-- Tasks to perform --
• a. Answer these questions using the forum reply.
(i) What does the forum reply say many metaphysical naturalists are, rather than atheists?
(ii) Which three people does the writer name as "inverted" people?
(iii) According to the writer, atheism is a religion devoted to the worship of what?
• b. Copy everything in the forum reply from "Hello A-G! It" down to "there. Well done!", with no changes.

-- Passage provided --
────

Hello A-G! It seems you have thrown down the gauntlet: This is a most incisive list of questions designed to challenge the most fundamental assumptions of the metaphysical naturalists out there. Well done!
Of course, not every metaphysical naturalist is an atheist (the theme of this thread). Many are simply agnostic. But if anyone will seriously consider these questions, they may find they are able to broaden their perspectives thereby. To anyone but an atheist, these are not "dangerous questions."
I often wonder about the psychology of atheism, what motivates it, and what atheists hope to achieve/obtain from it. I guess in the end, atheists somehow believe that God is dangerous in some way to their personal well-being (however understood). But this strikes me as being an absolute inversion of natural truth. Still, inverted truth seems to have many champions these days. I wouldn't know how else to explain a Michael Newdow, a Richard Lewontin, a Noam Chomsky, et al., than that they are "inverted" (unnatural) people, trying to invert the world into a "more pleasing shape." (E.g., as much unlike the one God "shaped" as possible.... FWIW
I also think you're right to call atheism a "religion" -- an inverted one, an ersatz one, to be sure; but a religion nonetheless. Methinks it is a religion devoted to the worship, not of God, but of "Me." Thanks for this great post!

────

-- Input data --
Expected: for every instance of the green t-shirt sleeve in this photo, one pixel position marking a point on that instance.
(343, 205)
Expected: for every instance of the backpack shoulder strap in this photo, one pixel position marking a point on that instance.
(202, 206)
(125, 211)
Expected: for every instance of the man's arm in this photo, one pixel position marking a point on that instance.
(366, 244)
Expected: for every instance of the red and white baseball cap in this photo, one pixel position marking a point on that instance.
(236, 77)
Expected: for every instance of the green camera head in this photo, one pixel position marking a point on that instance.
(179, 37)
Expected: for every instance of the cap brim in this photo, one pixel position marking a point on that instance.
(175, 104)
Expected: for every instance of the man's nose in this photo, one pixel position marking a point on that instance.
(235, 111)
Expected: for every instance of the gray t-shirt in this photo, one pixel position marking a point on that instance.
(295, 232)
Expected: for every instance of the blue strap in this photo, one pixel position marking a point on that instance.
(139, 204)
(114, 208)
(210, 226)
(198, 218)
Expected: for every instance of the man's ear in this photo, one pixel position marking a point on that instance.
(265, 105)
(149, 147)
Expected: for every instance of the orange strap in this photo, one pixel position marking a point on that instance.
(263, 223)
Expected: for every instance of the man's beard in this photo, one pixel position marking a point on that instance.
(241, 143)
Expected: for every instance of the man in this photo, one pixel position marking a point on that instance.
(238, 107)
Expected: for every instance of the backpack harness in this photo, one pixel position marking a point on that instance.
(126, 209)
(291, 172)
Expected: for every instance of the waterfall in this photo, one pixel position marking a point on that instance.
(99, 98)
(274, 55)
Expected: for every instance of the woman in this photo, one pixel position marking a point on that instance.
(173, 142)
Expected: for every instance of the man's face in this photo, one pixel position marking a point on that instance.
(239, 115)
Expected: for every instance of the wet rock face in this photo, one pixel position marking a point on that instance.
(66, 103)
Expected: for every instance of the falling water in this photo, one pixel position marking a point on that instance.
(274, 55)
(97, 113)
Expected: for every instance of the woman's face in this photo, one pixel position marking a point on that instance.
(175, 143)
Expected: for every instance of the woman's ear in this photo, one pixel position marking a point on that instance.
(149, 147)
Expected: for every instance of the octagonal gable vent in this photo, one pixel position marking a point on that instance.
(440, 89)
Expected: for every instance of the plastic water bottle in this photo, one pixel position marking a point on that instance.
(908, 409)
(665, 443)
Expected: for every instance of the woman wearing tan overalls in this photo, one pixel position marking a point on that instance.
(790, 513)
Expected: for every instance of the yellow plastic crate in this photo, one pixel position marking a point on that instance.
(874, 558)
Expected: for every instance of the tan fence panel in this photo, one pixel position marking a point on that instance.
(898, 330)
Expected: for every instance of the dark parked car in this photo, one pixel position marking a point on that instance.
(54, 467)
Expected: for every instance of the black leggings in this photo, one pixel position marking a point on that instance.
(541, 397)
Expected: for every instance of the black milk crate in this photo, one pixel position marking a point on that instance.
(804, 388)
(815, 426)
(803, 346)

────

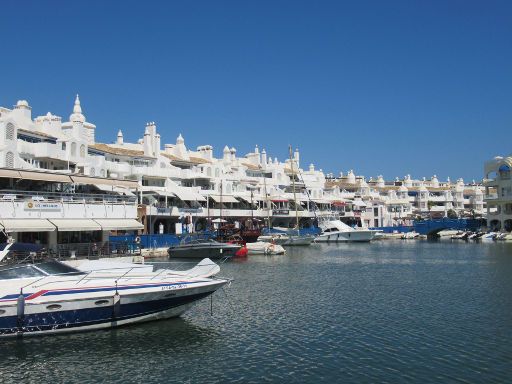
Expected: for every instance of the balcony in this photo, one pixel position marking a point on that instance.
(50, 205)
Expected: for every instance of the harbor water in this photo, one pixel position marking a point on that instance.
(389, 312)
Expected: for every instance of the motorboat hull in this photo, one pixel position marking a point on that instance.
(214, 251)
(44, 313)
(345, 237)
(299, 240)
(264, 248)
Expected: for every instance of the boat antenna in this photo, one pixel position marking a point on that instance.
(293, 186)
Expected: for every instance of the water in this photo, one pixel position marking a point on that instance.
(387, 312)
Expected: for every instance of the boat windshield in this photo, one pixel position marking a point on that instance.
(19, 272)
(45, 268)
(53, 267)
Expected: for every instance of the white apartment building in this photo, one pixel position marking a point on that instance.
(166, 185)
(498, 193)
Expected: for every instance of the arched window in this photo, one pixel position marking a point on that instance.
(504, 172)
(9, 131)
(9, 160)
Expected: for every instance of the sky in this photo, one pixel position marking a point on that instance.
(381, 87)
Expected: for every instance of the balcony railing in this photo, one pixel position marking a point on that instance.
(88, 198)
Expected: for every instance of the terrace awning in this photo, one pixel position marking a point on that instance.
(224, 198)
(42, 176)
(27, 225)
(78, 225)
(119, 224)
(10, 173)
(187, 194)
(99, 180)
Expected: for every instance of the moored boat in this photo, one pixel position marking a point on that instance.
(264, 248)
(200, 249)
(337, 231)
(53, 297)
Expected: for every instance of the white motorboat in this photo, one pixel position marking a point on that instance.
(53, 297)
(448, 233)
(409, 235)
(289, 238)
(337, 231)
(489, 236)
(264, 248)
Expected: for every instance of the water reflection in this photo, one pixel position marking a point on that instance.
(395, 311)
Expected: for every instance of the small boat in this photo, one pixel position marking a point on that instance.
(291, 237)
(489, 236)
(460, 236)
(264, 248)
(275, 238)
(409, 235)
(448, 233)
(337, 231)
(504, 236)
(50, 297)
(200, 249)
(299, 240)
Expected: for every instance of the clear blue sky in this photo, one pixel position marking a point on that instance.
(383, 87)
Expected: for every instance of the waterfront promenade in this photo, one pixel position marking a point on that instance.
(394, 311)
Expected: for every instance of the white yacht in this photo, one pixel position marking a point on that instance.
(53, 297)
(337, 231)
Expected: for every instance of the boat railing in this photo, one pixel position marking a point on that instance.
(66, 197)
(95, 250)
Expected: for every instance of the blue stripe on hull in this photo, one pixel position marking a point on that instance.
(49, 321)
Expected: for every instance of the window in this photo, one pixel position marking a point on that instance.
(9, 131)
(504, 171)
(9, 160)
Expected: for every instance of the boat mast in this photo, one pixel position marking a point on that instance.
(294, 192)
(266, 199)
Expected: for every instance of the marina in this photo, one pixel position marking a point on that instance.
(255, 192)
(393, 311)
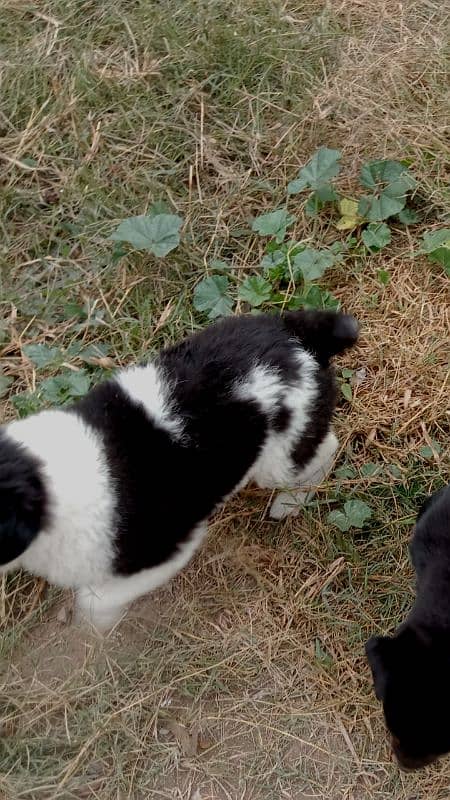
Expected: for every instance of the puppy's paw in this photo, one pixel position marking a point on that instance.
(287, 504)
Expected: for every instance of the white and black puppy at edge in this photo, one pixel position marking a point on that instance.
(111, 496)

────

-- Answers in order --
• a.
(i) Agnostic.
(ii) Michael Newdow, Richard Lewontin, and Noam Chomsky.
(iii) "Me."

• b.
Hello A-G! It seems you have thrown down the gauntlet: This is a most incisive list of questions designed to challenge the most fundamental assumptions of the metaphysical naturalists out there. Well done!